··· Supplied material

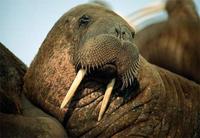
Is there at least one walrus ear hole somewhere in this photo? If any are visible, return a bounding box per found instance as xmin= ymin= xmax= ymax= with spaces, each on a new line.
xmin=79 ymin=15 xmax=90 ymax=28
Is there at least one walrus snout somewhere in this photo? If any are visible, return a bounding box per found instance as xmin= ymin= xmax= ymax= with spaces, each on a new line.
xmin=74 ymin=32 xmax=139 ymax=88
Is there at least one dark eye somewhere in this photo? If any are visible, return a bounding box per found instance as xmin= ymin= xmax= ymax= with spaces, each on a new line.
xmin=79 ymin=15 xmax=90 ymax=27
xmin=131 ymin=32 xmax=135 ymax=38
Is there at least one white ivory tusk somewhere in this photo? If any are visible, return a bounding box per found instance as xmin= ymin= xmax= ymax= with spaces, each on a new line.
xmin=98 ymin=78 xmax=115 ymax=121
xmin=60 ymin=69 xmax=86 ymax=108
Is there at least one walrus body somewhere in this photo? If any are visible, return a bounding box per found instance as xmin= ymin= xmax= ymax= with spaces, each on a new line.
xmin=21 ymin=5 xmax=200 ymax=138
xmin=135 ymin=0 xmax=200 ymax=83
xmin=0 ymin=43 xmax=67 ymax=138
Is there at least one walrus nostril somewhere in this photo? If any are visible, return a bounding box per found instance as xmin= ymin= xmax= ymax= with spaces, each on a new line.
xmin=115 ymin=27 xmax=127 ymax=39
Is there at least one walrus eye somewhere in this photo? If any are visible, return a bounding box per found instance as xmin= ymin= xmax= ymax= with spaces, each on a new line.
xmin=131 ymin=32 xmax=135 ymax=38
xmin=79 ymin=15 xmax=90 ymax=27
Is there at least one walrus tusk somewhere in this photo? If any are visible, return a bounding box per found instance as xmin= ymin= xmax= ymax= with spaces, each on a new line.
xmin=60 ymin=69 xmax=86 ymax=108
xmin=98 ymin=78 xmax=115 ymax=121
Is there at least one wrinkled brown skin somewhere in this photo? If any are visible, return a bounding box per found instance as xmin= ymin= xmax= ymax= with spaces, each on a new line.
xmin=135 ymin=0 xmax=200 ymax=83
xmin=24 ymin=5 xmax=200 ymax=138
xmin=0 ymin=43 xmax=27 ymax=113
xmin=0 ymin=43 xmax=67 ymax=138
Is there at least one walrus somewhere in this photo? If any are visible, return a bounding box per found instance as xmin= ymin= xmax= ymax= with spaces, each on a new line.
xmin=24 ymin=4 xmax=200 ymax=137
xmin=135 ymin=0 xmax=200 ymax=83
xmin=0 ymin=43 xmax=67 ymax=138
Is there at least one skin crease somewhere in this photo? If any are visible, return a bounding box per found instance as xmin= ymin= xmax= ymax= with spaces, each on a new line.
xmin=20 ymin=5 xmax=200 ymax=138
xmin=135 ymin=0 xmax=200 ymax=83
xmin=0 ymin=43 xmax=67 ymax=138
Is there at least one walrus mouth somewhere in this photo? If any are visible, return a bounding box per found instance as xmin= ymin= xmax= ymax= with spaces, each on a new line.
xmin=60 ymin=35 xmax=139 ymax=121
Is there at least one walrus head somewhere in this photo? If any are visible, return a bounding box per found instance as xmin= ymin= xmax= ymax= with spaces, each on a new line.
xmin=25 ymin=5 xmax=139 ymax=121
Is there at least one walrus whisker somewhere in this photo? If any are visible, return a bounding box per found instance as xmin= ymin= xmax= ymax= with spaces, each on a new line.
xmin=60 ymin=69 xmax=86 ymax=108
xmin=98 ymin=78 xmax=115 ymax=121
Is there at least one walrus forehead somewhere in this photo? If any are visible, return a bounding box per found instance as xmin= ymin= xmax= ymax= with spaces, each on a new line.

······

**What is expected:** Copy every one of the entries above word for word, leaving out the pictures.

**Result of the exercise:**
Is there at least one walrus ear hole somewhere in this photo? If any are visible, return a bounding box per found instance as xmin= ymin= xmax= ymax= with spaces, each on a new line.
xmin=79 ymin=15 xmax=90 ymax=28
Is there at least one walrus snout somewhere in this photo? If any are visible, return a bounding box per found instance as xmin= ymin= xmax= ymax= with spaces, each on a new line.
xmin=74 ymin=32 xmax=139 ymax=88
Is there at least one dark eye somewhere in this photo? If any are visible, return a bounding box per found instance as xmin= ymin= xmax= ymax= with spaces, each on a new line.
xmin=79 ymin=15 xmax=90 ymax=27
xmin=131 ymin=32 xmax=135 ymax=38
Is there at least one white ivory tusk somewhere in this photo? If any are visible, return a bounding box per found instance as xmin= ymin= xmax= ymax= with spaces, each on a new line.
xmin=98 ymin=78 xmax=115 ymax=121
xmin=60 ymin=69 xmax=86 ymax=108
Is there at least one walrus body somewhere in this photo? If any are visible, return a bounding box per found instance as xmin= ymin= xmax= ymax= with spaces, each on a new line.
xmin=21 ymin=5 xmax=200 ymax=138
xmin=135 ymin=0 xmax=200 ymax=83
xmin=0 ymin=43 xmax=67 ymax=138
Is there at least one walrus nostril somewhere in this photo? If any are visible, return a bounding box per found instance as xmin= ymin= xmax= ymax= with spaces, each on a new line.
xmin=115 ymin=27 xmax=127 ymax=39
Is there at least one walrus eye somewhere in this photo? If any are visible, return a bounding box per found instance as xmin= ymin= xmax= ymax= with spaces, each on a new line.
xmin=131 ymin=32 xmax=135 ymax=38
xmin=79 ymin=15 xmax=90 ymax=27
Is there at least one walrus tusk somewhere in this photo? If any are visible, return a bounding box per found instance as xmin= ymin= xmax= ymax= with spaces, each on a new line.
xmin=60 ymin=69 xmax=86 ymax=108
xmin=98 ymin=78 xmax=115 ymax=121
Is there at least one wrinkled brown skin somewhere in this photo? If any are visible, return a bounding box per found instance as xmin= ymin= xmax= ymax= with spaces, each on a new line.
xmin=135 ymin=0 xmax=200 ymax=83
xmin=24 ymin=5 xmax=200 ymax=138
xmin=0 ymin=43 xmax=27 ymax=113
xmin=0 ymin=43 xmax=67 ymax=138
Is there at least one walrus somewhere in this photo? If any are visible, return a bounding box per found instance as xmin= ymin= xmax= ymax= with spaces, each on a new line.
xmin=24 ymin=4 xmax=200 ymax=137
xmin=135 ymin=0 xmax=200 ymax=83
xmin=0 ymin=43 xmax=67 ymax=138
Is there at least one skin crease somewhere in this photo? If any are visible, return a bounding box per found instance as xmin= ymin= xmax= ymax= with spaces, each on a new line.
xmin=20 ymin=5 xmax=200 ymax=138
xmin=135 ymin=0 xmax=200 ymax=83
xmin=0 ymin=43 xmax=67 ymax=138
Is there at least one walrus mouth somewhere in this photo? If any are visible, return a bounding box per found instance as xmin= ymin= xmax= ymax= with spaces, each on a new line.
xmin=60 ymin=35 xmax=139 ymax=121
Is there at least one walrus head somewhere in this photo? If any are visible, return a bounding box per found instance as xmin= ymin= xmax= ymax= with spaces, each on a new line.
xmin=25 ymin=5 xmax=139 ymax=121
Is there at least one walrus whisker somewhere in this photo? If any are visible, return a bounding box per found instance as xmin= ymin= xmax= ymax= with spaces, each on a new line.
xmin=60 ymin=69 xmax=86 ymax=108
xmin=98 ymin=78 xmax=115 ymax=121
Is there at least one walrus forehead somewhere in this photo? If any are visible, return a bounding box per found instance as xmin= ymin= xmax= ymax= with spaces, each on a new line.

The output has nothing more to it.